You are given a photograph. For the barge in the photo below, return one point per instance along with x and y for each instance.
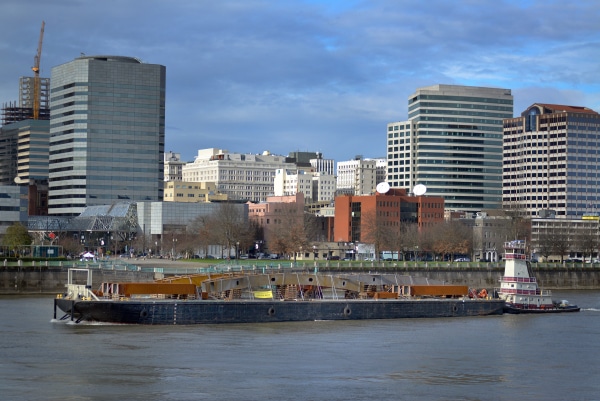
(267, 297)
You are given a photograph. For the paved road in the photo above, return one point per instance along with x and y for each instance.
(166, 263)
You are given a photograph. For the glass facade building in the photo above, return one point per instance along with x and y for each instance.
(552, 161)
(452, 144)
(107, 133)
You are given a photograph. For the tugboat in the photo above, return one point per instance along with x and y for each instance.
(519, 288)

────────

THE TASK:
Once the line containing "You are given a photograph. For the glass" is found, please retype it and every remaining line of the listing above, exactly, with nothing else.

SOLUTION TO THIS PROBLEM:
You are given a photograph. For the glass facade building in the photo above, return one point per instance along with x and y for each instance.
(552, 161)
(452, 144)
(107, 133)
You are given a photograph. For the tugboat in the photo above, return one point per instance along with x and y for each instance.
(519, 288)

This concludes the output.